Extracted text -
____________________

The Roman Catholic Archdiocese of Palo is a large administrative diocese of the Catholic Church in the town of Palo in Leyte province, Philippines. It was formed as a diocese on the 28th of November, 1937, and became an archdiocese in 1982, with Calbayog, Borongan, Catarman and Naval Diocese serving as suffragan to it. The archdiocese encompasses  and an overwhelmingly Catholic population of 1,165,565. The archdiocese has two districts, Eastern and Western, which are divided among the languages Waray and Cebuano. The Eastern District has seven vicariates of 34 parishes. 13 parishes are in the Western District, with one chaplaincy. The archdiocese contains two seminaries. The elder of these is the Sacred Heart Seminary, which was founded in 1944. Founded in 1988, the St. John Evangelist School of Theology serves additional dioceses. Jose S. Palma, a priest from the Archdiocese of Jaro and Bishop of the Diocese of Calbayog, Samar was the Archbishop of Palo until he was appointed as Archbishop of Cebu following the retirement of the late Archbishop Cardinal Ricardo Vidal.

The Archdiocese of Palo was created as a diocese on November 28, 1937 and elevated to an archdiocese on November 15, 1982, with four neighboring dioceses of the metropolitan, to include Borongan, Calbayog, Catarman and Naval.

History
The province of Leyte to which the Archdiocese of Palo belongs was the scene of the first Mass in the Philippines celebrated by Fr. Pedro de Valderrama on March 31, 1521, Easter Sunday. The exact spot is the small island Limasawa on the southernmost tip of Leyte Island.  However, formal work of evangelization did not start until 74 years later, when the Jesuits arrived in Kangara or Carigara, led by Fr. Pedro Chirino, S.J. with four priests and one brother companion on 16 July 1595.  At that time there were settlements connected with each other by dirt roads. The missionaries had to work for the formation of the towns since the people were spread out over the lowlands and into the mountains. The population of about 70,000 came under the general control of local officials called encomenderos assigned to collect the tribute from the people.  A constant difficulty the missionaries encountered in their efforts of spreading the Faith was the greediness of the tribute collectors and the carrying out of the Moro raids. These raids usually came during the monsoon season. The object of the raids was to capture slaves, to inflict physical damage to the towns and countryside, and to carry away any crop or booty.  The captured slaves were to be later sold in Malaya, Macassar, or Java.  The first major raid on record was made on October 28, 1603, composed of seventy ships and two thousand men.  Palo and Dulag were burned, and captives were taken.  A raid in 1613 resulted in the capture of four hundred people in Dulag alone.  Another raid in 1634 brought heavy damage to Cabalian, Sogod, Baybay, and Ormoc.  Members of the clergy were at times among the captives, some of whom were killed.
The first missions were Carigara (1595), Dulag (1595), Palo (1596), Alangalang (1597), and Ormoc (1597).  Early structures were made of light materials, but eventually they were replaced by stone structures, e.g. Tanauan (1714) and Abuyog (1718).

____________________

Work instructions -
• a. Answer these from the text on the Archdiocese of Palo, one answer per line, marked to match:
(i) In what year was the Sacred Heart Seminary founded?
(ii) Who led the Jesuits who arrived in Carigara in 1595?
(iii) How many ships made up the first major raid on record?
• b. Say whether each statement agrees with the text on the Archdiocese of Palo. Answer yes or no and quote the words from the text that decide it.
(i) The Western District has 13 parishes.
(ii) The first Mass in the Philippines was celebrated on Christmas Day.
(iii) The stone structure at Abuyog dates from 1714.
• c. Resume the text on the Archdiocese of Palo, picking up after its last sentence.

____________________

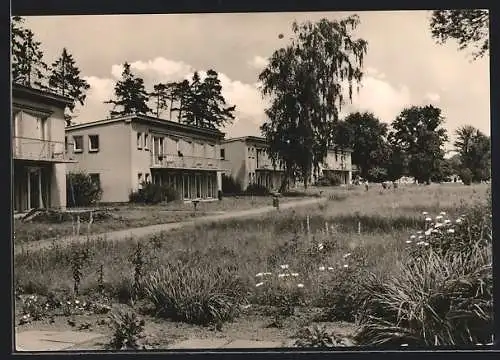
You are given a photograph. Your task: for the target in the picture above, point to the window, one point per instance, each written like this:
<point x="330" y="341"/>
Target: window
<point x="93" y="143"/>
<point x="78" y="143"/>
<point x="139" y="140"/>
<point x="96" y="179"/>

____________________

Responses to the exercise -
• a.
(i) 1944
(ii) Fr. Pedro Chirino, S.J.
(iii) Seventy

• b.
(i) Yes: "13 parishes are in the Western District, with one chaplaincy."
(ii) No: "March 31, 1521, Easter Sunday."
(iii) No: "Tanauan (1714) and Abuyog (1718)."

• c.
Baptisms were preceded by a period of training in the Christian way of life.  This period of training would often last for several months.  In the Palo missions a small catechetical text was printed in the Visayan by Fr. Cristobal Himenes, as an aid in the preparation of candidates for baptism.  By 1600 there were an estimated 6,000 people in the Palo Community, 1,000 of whom had been baptized.  The same ratio was found in the twenty-five villages where the missionaries had chapels; there were 4,946 Christians in the total population of 24,500.
By 1768 most  residents of Leyte had been baptized.  There were twenty established parishes in that year. Four of the parishes were in the North: Carigara, Barugo, Alangalang, Jaro. Eight of the parishes were in the west and south: Palompon, Ormoc, Baybay, Hilongos, Maasin, Sogod, Cabalian, and Hinunangan.  Another eight parishes were in the east: Palo, Tanauan, Dulag, Abuyog, Dagami, Burauen, and, across the gulf in Samar Island), Basey and Balangiga.  A hospital and boarding school were built in Dulag, while Carigara conducted a day school.

In 1768 the Jesuits were ordered to leave the Philippines, due to circumstances in Europe.  They were replaced in Leyte by the Augustinians, who in 1834 ceded the parishes, the northeastern part to the Franciscans while the diocesan clergy of Cebu took over the parishes in the west and the south.  In 1898 the Franciscans, as Spanish citizens, had to leave the country, and the diocesan clergy took over.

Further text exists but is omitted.